■ Problem to work on: Update the records below by changing every "result" to "boxes" and keeping all other text the same. Omit the pictures from your answer.

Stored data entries
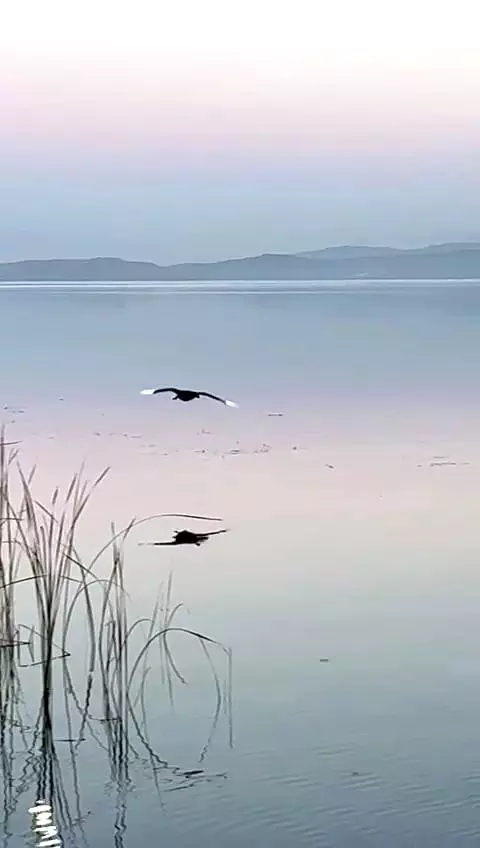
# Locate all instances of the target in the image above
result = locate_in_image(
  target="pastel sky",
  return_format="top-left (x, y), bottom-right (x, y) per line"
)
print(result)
top-left (0, 0), bottom-right (480, 262)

■ Task response:
# Locate all instances of the target in the image above
boxes = locate_in_image(
  target="pastel sky",
  return_format="top-left (x, y), bottom-right (x, y) per line"
)
print(boxes)
top-left (0, 0), bottom-right (480, 262)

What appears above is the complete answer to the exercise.